Short task: Type out the material below exactly.
# # #
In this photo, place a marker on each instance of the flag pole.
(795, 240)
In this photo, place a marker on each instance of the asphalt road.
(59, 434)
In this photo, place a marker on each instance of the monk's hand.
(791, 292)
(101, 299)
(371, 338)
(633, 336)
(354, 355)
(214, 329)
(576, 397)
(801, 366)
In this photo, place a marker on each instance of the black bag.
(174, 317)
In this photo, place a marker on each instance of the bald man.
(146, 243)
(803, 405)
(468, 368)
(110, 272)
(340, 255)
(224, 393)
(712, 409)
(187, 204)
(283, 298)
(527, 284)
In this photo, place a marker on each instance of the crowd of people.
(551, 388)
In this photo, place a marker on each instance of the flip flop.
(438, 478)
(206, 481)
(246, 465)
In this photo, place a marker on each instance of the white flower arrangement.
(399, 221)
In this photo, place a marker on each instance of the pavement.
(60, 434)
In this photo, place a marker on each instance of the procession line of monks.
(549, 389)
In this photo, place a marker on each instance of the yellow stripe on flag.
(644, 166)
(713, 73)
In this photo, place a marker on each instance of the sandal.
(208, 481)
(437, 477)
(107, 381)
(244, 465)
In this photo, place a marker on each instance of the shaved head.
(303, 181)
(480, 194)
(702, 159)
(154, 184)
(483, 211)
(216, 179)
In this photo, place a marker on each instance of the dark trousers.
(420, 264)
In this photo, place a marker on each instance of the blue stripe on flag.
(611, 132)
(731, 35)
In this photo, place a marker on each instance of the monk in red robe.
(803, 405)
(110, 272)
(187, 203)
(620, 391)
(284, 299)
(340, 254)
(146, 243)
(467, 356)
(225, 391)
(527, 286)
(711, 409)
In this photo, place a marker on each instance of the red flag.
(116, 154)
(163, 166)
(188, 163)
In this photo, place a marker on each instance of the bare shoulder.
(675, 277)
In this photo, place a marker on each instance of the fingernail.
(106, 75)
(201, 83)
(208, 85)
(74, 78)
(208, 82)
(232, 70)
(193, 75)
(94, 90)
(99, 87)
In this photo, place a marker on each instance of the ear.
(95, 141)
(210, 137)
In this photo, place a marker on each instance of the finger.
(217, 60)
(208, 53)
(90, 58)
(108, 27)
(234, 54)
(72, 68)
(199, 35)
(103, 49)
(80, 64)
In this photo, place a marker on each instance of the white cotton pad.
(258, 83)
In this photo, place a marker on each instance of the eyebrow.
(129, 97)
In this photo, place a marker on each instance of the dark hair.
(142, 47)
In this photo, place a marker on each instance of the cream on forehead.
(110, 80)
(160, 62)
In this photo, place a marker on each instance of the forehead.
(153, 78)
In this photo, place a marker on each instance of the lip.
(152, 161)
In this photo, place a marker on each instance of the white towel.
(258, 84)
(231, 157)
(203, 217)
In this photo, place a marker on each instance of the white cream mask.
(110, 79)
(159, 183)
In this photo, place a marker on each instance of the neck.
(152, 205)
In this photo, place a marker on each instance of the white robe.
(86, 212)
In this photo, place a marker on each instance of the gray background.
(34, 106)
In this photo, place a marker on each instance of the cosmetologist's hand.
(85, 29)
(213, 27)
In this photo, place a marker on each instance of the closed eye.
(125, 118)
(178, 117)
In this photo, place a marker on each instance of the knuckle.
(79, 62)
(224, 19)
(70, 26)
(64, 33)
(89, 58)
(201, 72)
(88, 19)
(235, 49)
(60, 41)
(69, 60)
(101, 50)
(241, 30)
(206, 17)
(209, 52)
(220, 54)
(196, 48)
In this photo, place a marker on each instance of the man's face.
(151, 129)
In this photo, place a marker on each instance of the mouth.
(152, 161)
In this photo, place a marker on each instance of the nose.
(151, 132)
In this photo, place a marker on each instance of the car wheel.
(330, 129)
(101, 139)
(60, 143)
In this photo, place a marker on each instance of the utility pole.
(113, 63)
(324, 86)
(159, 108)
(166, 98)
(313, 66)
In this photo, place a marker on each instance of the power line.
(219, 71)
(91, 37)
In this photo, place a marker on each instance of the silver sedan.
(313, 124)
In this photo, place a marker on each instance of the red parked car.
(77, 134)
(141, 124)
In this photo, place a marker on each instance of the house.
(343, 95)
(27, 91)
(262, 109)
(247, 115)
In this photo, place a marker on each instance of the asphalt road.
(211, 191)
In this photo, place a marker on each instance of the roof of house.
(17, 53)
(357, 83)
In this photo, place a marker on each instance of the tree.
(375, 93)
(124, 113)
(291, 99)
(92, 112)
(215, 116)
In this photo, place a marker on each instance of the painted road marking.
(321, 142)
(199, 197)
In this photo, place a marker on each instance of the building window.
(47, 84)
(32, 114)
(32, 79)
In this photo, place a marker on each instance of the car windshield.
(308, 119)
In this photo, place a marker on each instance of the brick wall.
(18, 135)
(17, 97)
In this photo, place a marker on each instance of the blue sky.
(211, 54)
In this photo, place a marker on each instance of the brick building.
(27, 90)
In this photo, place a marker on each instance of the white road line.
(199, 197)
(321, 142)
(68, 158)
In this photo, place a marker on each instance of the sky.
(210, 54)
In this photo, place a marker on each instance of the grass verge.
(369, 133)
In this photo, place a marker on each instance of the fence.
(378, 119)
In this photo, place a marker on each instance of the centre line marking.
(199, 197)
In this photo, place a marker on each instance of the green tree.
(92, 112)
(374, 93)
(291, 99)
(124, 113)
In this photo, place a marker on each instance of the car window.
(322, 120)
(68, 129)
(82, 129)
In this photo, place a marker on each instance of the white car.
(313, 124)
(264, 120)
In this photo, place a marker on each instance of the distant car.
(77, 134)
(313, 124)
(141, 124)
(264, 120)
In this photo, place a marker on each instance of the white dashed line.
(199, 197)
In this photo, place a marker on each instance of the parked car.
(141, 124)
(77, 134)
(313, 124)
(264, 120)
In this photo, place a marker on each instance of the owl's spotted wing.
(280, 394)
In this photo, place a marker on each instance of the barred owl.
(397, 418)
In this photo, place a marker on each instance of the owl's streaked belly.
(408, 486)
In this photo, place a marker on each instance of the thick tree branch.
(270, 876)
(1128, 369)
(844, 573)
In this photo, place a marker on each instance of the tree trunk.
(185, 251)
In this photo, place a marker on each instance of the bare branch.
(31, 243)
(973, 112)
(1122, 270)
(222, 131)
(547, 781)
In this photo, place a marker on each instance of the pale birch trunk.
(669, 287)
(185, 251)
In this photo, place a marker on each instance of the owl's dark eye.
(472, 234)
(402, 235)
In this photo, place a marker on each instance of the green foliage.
# # #
Exercise solution:
In this photo, place a marker on each instance of the flag pole.
(795, 240)
In this photo, place a marker on each instance of the asphalt road.
(59, 434)
In this photo, place a marker on each instance of the monk's hand.
(791, 292)
(101, 299)
(371, 338)
(633, 336)
(354, 355)
(214, 329)
(576, 397)
(801, 366)
In this photo, place a marker on each instance of the black bag.
(174, 317)
In this photo, place a marker on each instance of the bald man.
(146, 243)
(803, 405)
(468, 368)
(110, 272)
(340, 255)
(224, 393)
(712, 409)
(187, 204)
(283, 298)
(527, 284)
In this photo, place a marker on each instance of the crowd of people.
(551, 388)
In this photo, place a marker on each instance of the flip flop.
(438, 478)
(206, 481)
(246, 465)
In this photo, place a marker on each instance of the white flower arrangement.
(399, 221)
In this photo, place a marker on each instance of the pavement.
(60, 434)
In this photo, place a marker on each instance of the procession line of monks.
(549, 389)
In this photo, place a marker on each instance of the yellow stripe on flag.
(644, 166)
(713, 73)
In this photo, place a marker on each instance of the sandal.
(208, 481)
(437, 477)
(107, 381)
(244, 465)
In this photo, place a marker on each instance of the shaved head.
(303, 181)
(480, 194)
(702, 159)
(154, 184)
(483, 211)
(216, 179)
In this photo, place a marker on each instance of the dark trousers.
(420, 264)
In this photo, place a marker on each instance of the blue stripe on flag.
(611, 132)
(731, 35)
In this photo, place a marker on each instance of the monk in red robe.
(803, 405)
(110, 272)
(187, 203)
(620, 391)
(284, 299)
(340, 254)
(146, 243)
(467, 356)
(225, 391)
(527, 286)
(711, 409)
In this photo, place a marker on each instance of the red flag.
(116, 154)
(163, 166)
(188, 163)
In this photo, place a marker on each instance of the bare shoulder.
(675, 277)
In this photo, place a marker on each instance of the fingernail.
(106, 75)
(201, 83)
(208, 85)
(74, 78)
(208, 82)
(232, 70)
(193, 75)
(94, 90)
(99, 87)
In this photo, place a marker on each instance of the ear.
(95, 141)
(210, 137)
In this photo, place a marker on each instance of the finger.
(217, 60)
(208, 53)
(90, 58)
(108, 27)
(234, 54)
(72, 68)
(199, 35)
(103, 49)
(80, 64)
In this photo, place a marker on each instance of the white cotton pad.
(258, 83)
In this photo, place a marker on each instance of the eyebrow.
(129, 97)
In this photo, place a marker on each instance of the dark hair.
(142, 47)
In this photo, place a marker on each instance of the cream on forehead.
(110, 80)
(160, 62)
In this photo, place a marker on each instance of the forehead.
(153, 78)
In this photo, place a marker on each instance of the lip.
(152, 161)
In this photo, place a marker on each instance of the white towel.
(258, 84)
(231, 157)
(203, 217)
In this photo, place a marker on each instance of the white cream mask.
(110, 79)
(159, 183)
In this photo, place a marker on each instance of the neck.
(152, 205)
In this photo, place a marker on each instance of the white robe.
(86, 212)
In this photo, place a marker on each instance of the gray background.
(34, 106)
In this photo, place a marker on each instance of the cosmetologist's hand.
(85, 29)
(213, 27)
In this photo, place a marker on each instance of the closed eye.
(125, 118)
(178, 117)
In this photo, place a marker on each instance of the knuckle.
(79, 62)
(224, 19)
(70, 26)
(64, 33)
(89, 58)
(201, 72)
(88, 19)
(235, 49)
(60, 41)
(69, 60)
(101, 50)
(241, 30)
(206, 17)
(209, 52)
(220, 54)
(196, 48)
In this photo, place a marker on each instance of the man's face.
(151, 129)
In this photo, place a marker on each instance of the mouth.
(152, 161)
In this photo, place a marker on each instance of the nose.
(151, 132)
In this photo, place a marker on each instance of the car wheel.
(330, 129)
(101, 139)
(60, 143)
In this photo, place a marker on each instance of the utility pole.
(113, 63)
(324, 86)
(159, 108)
(166, 98)
(313, 66)
In this photo, place a marker on each instance of the power line.
(219, 71)
(91, 37)
In this photo, place a marker on each instance of the silver sedan.
(313, 124)
In this photo, place a marker on each instance of the red parked car.
(77, 134)
(141, 124)
In this photo, place a marker on each instance of the house.
(343, 95)
(27, 91)
(262, 109)
(247, 115)
In this photo, place a marker on each instance of the asphalt road.
(211, 191)
In this photo, place a marker on each instance of the roof of house.
(17, 53)
(357, 83)
In this photo, place a marker on each instance of the tree.
(375, 93)
(124, 113)
(291, 99)
(92, 112)
(215, 116)
In this photo, place a marker on each instance of the painted road marking.
(321, 142)
(199, 197)
In this photo, place a marker on each instance of the building window.
(47, 84)
(32, 114)
(32, 79)
In this photo, place a marker on each instance of the car windshield.
(308, 119)
In this photo, place a marker on each instance of the brick wall.
(18, 135)
(17, 97)
In this photo, place a marker on each instance of the blue sky.
(211, 54)
In this photo, place a marker on each instance of the brick building.
(27, 90)
In this photo, place a marker on each instance of the white road line.
(199, 197)
(321, 142)
(68, 158)
In this photo, place a marker on each instance of the sky.
(210, 54)
In this photo, place a marker on each instance of the grass verge.
(369, 133)
In this photo, place a marker on each instance of the fence.
(378, 119)
In this photo, place a marker on each instance of the centre line marking.
(199, 197)
In this photo, place a marker on each instance of the green tree.
(92, 112)
(374, 93)
(291, 99)
(124, 113)
In this photo, place a marker on each instance of the car window.
(322, 120)
(68, 129)
(82, 129)
In this photo, place a marker on each instance of the white car.
(313, 124)
(264, 120)
In this photo, place a marker on each instance of the distant car.
(77, 134)
(313, 124)
(141, 124)
(264, 120)
In this photo, place a marker on each instance of the white dashed line.
(199, 197)
In this photo, place a marker on each instance of the parked car.
(141, 124)
(77, 134)
(313, 124)
(264, 120)
In this photo, place a marker on each instance of the owl's spotted wing.
(280, 394)
In this photo, place a marker on each instance of the barred owl.
(397, 418)
In this photo, place a marker on each instance of the owl's streaked belly.
(408, 486)
In this photo, place a marker on each instance of the thick tree branch.
(270, 876)
(1128, 369)
(844, 573)
In this photo, place a marker on each instance of the tree trunk.
(185, 251)
In this photo, place a marker on each instance of the bare branch.
(31, 243)
(973, 112)
(1122, 270)
(222, 131)
(547, 781)
In this photo, place a marker on each instance of the pale birch trunk.
(669, 287)
(185, 251)
In this photo, place a marker on each instance of the owl's dark eye.
(472, 234)
(402, 235)
In this photo, place a marker on each instance of the green foliage.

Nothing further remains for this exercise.